Exercise -> Each line from the one that contains "412 L 2 470" to the last line of the records below must be restated word for word.

━━━━━━

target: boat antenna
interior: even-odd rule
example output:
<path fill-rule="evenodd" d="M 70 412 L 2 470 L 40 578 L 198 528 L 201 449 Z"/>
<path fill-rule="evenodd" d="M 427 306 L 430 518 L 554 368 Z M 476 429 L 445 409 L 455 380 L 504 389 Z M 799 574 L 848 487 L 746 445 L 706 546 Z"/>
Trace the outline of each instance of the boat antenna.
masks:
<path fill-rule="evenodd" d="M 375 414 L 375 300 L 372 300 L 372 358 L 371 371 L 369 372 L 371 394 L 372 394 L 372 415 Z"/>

━━━━━━

Written response ->
<path fill-rule="evenodd" d="M 70 412 L 2 470 L 40 578 L 198 528 L 201 449 Z"/>
<path fill-rule="evenodd" d="M 427 306 L 430 518 L 554 368 Z M 476 429 L 445 409 L 455 380 L 504 389 Z M 799 574 L 848 487 L 746 445 L 706 546 Z"/>
Trace the outline of each instance of the boat antenna.
masks:
<path fill-rule="evenodd" d="M 375 414 L 375 300 L 372 300 L 372 358 L 371 371 L 369 372 L 371 394 L 372 394 L 372 415 Z"/>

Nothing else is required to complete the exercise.